WORK TO BE COMPLETED → Count the lines in the items below that contain the string "peak", and reply with only that number.

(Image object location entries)
* * * *

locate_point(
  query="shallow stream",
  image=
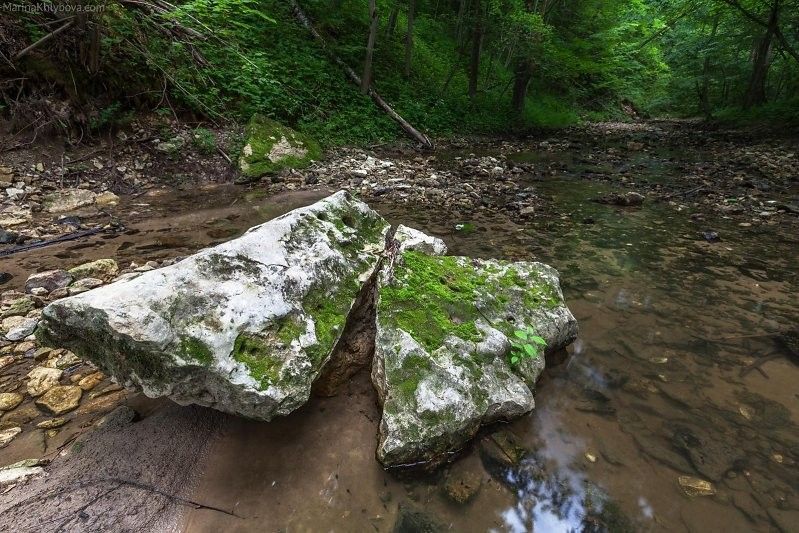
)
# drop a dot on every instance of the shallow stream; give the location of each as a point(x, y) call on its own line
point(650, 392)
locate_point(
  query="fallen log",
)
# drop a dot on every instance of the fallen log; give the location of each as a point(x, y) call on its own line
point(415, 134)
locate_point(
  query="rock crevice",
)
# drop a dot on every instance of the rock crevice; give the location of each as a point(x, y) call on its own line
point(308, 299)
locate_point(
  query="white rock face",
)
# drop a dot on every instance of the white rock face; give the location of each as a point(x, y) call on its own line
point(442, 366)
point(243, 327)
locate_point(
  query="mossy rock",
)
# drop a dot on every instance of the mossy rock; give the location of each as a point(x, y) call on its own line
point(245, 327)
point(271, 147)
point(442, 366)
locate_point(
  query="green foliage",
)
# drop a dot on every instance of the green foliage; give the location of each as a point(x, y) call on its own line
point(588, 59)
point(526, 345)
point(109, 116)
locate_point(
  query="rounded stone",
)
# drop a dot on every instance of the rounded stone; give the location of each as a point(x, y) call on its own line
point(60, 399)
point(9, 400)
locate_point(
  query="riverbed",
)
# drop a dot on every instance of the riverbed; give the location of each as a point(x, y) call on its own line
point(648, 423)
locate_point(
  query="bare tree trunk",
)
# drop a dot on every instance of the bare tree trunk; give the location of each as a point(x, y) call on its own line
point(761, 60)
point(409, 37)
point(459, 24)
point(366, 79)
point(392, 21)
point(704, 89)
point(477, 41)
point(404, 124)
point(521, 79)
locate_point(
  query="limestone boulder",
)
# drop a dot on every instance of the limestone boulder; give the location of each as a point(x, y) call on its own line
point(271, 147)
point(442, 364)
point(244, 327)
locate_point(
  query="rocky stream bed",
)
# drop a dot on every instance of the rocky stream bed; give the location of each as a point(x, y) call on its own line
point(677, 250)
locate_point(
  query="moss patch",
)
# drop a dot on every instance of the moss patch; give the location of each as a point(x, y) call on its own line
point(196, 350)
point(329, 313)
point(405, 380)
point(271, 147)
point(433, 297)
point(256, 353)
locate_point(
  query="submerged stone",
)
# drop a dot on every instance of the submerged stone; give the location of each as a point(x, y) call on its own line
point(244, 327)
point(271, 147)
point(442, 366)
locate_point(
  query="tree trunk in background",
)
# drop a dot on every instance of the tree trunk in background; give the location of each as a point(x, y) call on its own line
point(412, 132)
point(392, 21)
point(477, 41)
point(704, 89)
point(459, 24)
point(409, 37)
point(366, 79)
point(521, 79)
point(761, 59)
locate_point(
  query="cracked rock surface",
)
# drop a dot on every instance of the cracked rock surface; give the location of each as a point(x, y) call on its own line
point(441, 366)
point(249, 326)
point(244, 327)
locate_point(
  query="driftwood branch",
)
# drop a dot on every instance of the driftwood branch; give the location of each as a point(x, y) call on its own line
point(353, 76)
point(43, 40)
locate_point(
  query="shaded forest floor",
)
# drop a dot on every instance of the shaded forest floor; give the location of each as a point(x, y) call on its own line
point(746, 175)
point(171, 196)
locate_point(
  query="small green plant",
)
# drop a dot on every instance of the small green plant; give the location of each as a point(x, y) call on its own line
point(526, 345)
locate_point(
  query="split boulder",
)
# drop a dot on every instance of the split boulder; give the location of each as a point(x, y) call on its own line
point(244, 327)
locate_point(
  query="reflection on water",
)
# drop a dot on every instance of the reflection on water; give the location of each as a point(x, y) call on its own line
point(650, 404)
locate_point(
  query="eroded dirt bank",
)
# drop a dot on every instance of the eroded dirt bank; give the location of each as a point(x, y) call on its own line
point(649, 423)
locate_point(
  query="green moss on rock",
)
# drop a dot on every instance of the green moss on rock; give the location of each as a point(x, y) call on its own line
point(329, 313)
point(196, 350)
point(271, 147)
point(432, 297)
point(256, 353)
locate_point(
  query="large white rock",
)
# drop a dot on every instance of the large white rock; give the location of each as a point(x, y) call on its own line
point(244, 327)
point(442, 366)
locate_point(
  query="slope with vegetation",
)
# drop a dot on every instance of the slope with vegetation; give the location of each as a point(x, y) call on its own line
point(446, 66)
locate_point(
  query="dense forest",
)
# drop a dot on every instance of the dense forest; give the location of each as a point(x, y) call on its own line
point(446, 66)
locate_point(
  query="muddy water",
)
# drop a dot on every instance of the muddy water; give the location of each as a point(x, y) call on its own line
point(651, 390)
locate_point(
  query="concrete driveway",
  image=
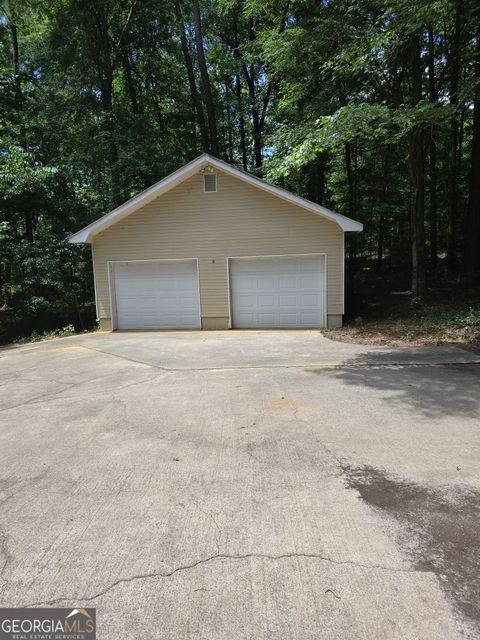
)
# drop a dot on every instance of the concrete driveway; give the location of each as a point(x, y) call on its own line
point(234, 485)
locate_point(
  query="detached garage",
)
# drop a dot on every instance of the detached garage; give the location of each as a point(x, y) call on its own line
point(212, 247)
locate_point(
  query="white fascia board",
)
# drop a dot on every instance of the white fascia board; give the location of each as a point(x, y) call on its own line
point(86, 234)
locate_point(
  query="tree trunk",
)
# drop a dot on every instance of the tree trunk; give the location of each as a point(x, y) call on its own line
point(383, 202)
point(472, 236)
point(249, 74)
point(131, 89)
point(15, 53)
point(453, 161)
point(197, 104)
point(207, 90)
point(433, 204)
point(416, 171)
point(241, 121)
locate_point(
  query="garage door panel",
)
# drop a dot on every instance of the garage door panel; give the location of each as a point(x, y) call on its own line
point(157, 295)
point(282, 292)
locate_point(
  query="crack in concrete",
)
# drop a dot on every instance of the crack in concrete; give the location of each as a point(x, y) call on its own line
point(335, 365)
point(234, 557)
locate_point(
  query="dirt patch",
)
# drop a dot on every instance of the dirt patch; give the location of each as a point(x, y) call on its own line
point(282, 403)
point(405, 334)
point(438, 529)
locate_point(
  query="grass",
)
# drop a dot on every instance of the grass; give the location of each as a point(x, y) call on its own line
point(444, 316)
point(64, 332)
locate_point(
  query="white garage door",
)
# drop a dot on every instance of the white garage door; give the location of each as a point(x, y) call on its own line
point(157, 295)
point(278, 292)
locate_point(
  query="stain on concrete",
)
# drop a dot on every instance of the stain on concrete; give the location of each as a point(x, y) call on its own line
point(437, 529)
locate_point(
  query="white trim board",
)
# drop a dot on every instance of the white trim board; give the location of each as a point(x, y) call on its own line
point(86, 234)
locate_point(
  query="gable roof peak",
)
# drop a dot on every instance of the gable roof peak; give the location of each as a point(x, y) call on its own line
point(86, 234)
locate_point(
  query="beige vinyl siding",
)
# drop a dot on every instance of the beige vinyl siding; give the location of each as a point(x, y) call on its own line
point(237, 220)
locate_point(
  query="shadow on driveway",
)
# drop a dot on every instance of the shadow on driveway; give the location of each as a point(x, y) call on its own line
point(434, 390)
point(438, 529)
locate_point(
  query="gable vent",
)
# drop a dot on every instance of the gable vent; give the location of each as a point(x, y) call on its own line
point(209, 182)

* * * *

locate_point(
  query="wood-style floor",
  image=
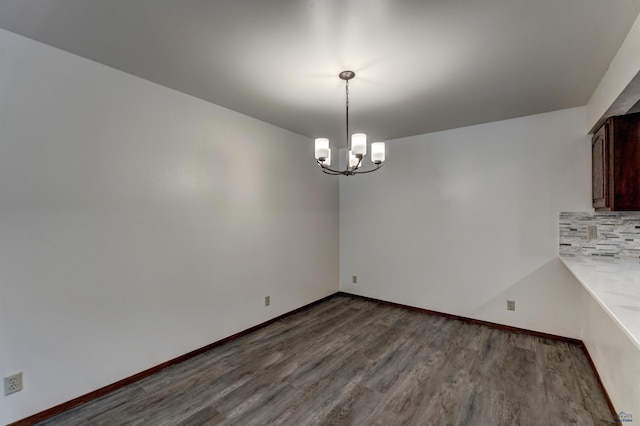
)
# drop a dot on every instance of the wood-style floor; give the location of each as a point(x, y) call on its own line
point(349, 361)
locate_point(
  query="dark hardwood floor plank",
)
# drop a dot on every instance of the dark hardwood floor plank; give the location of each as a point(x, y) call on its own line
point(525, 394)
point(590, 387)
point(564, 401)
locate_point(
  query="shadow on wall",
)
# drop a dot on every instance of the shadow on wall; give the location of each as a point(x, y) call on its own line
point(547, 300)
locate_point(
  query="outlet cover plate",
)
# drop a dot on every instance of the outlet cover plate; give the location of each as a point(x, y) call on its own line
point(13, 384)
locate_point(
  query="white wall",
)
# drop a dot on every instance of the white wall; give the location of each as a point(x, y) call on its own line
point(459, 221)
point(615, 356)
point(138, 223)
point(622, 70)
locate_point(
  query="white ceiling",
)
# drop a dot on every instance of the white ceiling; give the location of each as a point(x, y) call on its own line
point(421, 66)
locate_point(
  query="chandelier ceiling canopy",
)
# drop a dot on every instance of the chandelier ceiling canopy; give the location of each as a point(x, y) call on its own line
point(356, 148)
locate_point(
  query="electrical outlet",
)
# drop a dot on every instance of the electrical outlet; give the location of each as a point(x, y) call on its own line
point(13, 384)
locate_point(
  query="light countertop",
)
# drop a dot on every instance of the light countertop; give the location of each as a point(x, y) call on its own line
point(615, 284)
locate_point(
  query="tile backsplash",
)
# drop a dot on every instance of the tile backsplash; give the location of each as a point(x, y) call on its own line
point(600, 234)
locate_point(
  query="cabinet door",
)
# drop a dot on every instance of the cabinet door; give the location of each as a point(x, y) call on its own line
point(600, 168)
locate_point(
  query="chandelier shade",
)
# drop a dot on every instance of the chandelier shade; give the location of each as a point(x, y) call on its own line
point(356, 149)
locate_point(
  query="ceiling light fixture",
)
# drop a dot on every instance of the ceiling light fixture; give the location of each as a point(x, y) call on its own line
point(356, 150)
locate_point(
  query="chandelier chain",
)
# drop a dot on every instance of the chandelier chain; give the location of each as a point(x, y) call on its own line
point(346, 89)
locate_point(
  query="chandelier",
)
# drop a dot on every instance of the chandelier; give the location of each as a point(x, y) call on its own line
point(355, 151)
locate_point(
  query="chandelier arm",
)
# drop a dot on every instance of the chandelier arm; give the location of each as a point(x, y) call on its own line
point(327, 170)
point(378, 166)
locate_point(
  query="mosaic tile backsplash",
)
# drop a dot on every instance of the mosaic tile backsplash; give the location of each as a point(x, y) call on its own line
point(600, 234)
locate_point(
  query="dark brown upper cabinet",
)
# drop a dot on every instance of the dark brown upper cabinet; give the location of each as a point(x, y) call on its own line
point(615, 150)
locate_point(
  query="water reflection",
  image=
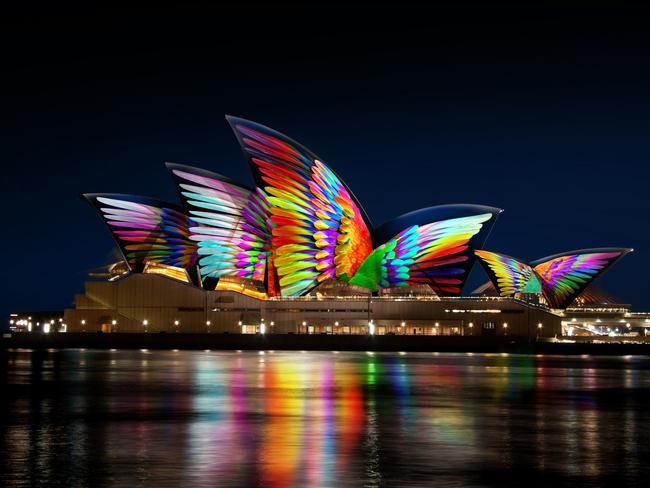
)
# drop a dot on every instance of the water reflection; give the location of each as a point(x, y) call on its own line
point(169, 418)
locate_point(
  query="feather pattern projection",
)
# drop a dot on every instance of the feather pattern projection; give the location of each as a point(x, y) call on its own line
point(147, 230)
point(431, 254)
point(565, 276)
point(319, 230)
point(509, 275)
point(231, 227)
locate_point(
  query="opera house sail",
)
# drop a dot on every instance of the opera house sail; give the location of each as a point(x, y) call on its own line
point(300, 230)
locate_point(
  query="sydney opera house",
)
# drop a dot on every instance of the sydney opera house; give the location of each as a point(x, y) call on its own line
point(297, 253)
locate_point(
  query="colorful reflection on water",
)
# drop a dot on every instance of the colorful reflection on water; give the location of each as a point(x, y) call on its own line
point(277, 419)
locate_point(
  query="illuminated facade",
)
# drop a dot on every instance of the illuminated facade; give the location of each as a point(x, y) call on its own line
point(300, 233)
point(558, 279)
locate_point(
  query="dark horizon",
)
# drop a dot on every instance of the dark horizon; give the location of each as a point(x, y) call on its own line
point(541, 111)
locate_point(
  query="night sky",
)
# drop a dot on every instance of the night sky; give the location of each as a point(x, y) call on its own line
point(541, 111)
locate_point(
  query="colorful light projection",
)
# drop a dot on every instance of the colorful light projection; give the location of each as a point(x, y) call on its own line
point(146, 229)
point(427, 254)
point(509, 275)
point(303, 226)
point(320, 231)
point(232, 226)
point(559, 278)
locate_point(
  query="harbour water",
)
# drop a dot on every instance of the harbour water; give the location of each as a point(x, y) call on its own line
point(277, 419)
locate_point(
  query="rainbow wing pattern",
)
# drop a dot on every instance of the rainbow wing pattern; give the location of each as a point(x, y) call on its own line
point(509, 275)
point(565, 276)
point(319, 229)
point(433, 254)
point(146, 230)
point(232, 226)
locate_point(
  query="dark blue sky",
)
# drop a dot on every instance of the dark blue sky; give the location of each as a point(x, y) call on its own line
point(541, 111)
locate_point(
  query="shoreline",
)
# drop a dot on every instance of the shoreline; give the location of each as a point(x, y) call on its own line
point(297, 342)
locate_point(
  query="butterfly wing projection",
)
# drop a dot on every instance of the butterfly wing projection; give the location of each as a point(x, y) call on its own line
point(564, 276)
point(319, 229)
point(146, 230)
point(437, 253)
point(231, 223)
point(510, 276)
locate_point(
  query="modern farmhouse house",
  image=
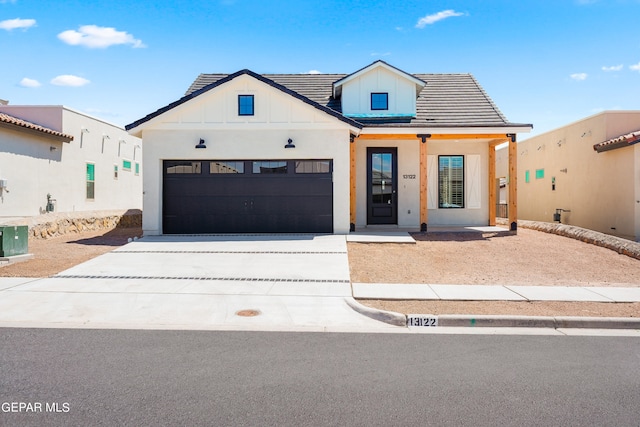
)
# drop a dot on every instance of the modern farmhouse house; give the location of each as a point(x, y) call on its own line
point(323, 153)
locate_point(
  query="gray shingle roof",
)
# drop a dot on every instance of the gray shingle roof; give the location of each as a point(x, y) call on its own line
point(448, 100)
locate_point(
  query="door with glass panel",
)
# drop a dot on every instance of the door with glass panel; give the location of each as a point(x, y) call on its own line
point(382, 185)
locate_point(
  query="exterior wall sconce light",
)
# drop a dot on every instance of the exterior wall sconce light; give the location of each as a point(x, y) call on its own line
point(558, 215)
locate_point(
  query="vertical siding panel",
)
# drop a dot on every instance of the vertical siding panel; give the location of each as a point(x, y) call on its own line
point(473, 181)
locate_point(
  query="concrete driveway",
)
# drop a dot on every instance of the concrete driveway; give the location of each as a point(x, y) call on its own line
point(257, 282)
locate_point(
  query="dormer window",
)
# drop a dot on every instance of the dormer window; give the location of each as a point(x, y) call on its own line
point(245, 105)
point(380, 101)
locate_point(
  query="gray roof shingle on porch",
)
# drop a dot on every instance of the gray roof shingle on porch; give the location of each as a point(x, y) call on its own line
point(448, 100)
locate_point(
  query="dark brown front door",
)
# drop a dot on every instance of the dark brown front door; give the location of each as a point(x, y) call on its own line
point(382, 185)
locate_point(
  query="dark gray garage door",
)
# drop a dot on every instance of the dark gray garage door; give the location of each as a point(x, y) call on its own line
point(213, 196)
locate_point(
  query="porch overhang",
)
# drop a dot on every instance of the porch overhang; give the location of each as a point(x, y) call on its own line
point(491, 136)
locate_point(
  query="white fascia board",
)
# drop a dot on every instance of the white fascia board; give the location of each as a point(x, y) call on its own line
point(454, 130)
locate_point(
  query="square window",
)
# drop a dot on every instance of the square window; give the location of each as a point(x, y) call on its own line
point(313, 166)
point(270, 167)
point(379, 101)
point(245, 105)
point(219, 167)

* * * *

RESULT OF THE EXERCISE → 2